- **Given request**: Shift every answer point in the items below by adding 109 to each of its coordinates. Write out all the lines again, requests included.

- **Data records**:

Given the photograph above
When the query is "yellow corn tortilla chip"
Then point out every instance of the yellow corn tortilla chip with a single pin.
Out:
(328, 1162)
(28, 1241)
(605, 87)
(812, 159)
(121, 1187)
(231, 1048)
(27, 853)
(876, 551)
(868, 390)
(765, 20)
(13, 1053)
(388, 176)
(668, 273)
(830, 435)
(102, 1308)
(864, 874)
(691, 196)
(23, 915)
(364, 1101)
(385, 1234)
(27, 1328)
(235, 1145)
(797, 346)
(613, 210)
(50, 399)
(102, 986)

- **Written response**:
Given the photograph above
When the query is "yellow corn tortilla chip"
Then point out every instance of the yellow corn tortilla chip with a single pin.
Out:
(437, 1271)
(137, 1350)
(714, 196)
(921, 268)
(230, 1296)
(340, 1157)
(136, 962)
(985, 660)
(977, 499)
(874, 129)
(122, 1162)
(497, 285)
(777, 382)
(939, 544)
(211, 1417)
(973, 983)
(800, 305)
(132, 1024)
(473, 1210)
(494, 1343)
(136, 1437)
(344, 1254)
(906, 455)
(722, 319)
(159, 508)
(211, 1095)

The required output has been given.